Saved data entries —
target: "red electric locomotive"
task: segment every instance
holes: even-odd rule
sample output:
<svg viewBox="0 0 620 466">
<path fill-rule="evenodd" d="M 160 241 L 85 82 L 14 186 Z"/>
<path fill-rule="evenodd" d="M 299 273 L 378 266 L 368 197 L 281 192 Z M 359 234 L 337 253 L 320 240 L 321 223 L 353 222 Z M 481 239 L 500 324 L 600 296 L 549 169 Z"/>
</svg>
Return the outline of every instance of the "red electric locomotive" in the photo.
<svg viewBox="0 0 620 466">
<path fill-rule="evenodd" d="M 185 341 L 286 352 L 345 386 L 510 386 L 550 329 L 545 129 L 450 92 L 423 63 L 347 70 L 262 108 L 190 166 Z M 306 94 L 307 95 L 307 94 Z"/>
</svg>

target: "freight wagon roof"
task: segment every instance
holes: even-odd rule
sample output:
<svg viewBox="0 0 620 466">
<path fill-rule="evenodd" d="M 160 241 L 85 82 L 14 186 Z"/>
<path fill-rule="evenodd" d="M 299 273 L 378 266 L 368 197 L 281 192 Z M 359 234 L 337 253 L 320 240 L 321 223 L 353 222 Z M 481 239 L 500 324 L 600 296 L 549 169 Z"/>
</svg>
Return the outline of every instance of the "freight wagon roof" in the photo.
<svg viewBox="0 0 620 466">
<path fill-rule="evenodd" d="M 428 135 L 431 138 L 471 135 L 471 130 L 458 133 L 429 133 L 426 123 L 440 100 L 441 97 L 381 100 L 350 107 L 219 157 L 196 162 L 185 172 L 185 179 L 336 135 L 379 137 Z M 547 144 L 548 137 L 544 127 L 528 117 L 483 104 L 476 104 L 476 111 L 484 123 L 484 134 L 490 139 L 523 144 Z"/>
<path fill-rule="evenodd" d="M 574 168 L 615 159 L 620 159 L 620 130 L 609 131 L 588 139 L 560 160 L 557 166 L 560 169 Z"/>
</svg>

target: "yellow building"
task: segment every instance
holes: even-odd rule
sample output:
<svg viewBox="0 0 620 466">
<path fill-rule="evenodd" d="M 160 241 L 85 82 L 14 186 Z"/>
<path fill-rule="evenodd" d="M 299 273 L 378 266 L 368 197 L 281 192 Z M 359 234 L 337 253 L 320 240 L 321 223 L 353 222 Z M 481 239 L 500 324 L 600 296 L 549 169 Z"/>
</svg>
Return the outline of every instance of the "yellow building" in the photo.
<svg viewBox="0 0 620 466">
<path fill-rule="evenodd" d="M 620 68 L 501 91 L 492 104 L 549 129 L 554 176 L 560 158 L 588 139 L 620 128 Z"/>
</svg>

---

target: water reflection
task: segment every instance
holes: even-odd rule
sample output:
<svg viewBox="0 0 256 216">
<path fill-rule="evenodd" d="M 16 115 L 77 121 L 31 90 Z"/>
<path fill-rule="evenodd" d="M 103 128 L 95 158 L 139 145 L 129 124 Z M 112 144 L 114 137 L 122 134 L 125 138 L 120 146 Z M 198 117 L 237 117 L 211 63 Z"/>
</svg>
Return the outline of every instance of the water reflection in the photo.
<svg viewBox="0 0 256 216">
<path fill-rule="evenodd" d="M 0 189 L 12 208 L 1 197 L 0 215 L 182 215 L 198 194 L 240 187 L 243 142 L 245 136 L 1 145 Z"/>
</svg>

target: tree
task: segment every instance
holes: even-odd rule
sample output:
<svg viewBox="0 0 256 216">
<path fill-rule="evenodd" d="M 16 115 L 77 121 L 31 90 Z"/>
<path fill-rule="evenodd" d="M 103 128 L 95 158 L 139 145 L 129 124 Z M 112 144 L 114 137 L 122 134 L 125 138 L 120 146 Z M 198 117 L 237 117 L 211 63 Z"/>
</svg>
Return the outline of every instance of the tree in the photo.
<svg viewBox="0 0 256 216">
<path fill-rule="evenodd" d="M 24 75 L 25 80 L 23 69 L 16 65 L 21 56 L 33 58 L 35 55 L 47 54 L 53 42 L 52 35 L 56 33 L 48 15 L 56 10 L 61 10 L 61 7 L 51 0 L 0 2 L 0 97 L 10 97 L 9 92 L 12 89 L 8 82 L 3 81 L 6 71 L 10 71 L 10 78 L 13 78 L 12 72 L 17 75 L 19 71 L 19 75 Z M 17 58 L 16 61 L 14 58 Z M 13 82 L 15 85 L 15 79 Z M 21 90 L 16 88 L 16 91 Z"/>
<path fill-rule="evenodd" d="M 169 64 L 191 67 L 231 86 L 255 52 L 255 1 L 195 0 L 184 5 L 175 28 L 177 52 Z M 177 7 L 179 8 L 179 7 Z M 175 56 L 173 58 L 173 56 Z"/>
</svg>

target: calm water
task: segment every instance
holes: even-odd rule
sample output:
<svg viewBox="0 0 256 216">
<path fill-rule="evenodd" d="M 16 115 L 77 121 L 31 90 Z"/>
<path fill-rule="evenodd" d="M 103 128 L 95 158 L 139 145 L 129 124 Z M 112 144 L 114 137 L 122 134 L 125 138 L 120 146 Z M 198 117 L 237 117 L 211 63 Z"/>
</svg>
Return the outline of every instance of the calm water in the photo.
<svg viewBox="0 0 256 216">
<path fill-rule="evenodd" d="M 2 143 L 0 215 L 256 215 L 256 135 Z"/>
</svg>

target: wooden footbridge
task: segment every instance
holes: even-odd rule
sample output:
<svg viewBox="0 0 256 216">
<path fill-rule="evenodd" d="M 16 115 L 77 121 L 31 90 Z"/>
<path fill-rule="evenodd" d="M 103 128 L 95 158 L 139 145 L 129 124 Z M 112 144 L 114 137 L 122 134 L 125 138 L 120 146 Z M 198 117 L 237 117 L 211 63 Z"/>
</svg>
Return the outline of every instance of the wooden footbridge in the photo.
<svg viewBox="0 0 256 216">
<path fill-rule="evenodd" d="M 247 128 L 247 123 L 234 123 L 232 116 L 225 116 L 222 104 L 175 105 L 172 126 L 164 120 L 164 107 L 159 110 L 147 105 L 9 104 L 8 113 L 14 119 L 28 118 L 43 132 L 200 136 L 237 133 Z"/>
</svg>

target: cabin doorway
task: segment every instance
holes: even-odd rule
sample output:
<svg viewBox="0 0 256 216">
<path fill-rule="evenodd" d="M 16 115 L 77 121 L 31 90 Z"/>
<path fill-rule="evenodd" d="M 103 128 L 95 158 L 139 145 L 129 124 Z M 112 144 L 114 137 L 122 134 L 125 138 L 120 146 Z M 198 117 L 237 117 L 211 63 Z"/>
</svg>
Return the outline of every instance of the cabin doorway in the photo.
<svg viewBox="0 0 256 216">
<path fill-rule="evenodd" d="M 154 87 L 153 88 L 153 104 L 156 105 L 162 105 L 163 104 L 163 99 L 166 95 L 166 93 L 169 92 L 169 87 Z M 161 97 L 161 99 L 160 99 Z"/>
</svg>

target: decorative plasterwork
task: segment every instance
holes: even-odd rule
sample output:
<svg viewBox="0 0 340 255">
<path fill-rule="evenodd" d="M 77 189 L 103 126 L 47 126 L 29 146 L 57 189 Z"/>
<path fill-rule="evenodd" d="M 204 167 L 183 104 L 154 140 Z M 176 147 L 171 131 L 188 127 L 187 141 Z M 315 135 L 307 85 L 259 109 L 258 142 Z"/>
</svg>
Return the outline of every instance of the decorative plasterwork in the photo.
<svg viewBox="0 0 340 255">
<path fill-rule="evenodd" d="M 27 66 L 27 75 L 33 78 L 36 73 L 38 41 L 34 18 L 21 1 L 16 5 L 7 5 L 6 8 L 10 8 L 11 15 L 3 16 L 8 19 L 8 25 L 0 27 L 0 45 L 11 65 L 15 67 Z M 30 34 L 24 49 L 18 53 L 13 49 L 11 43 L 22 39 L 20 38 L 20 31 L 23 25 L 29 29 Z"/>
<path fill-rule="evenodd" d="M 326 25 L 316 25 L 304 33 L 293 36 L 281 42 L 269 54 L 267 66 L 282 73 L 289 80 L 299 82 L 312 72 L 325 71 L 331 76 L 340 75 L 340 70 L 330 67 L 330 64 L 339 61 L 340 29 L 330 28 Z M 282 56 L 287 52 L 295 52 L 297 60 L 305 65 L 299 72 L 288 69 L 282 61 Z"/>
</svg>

REQUIREMENT —
Where the word "target" occurs in a line of the records, copy that line.

RESULT BELOW —
target: "red electric locomotive"
target: "freight wagon roof"
target: "yellow building"
target: water reflection
target: tree
target: calm water
target: wooden footbridge
target: cabin doorway
target: decorative plasterwork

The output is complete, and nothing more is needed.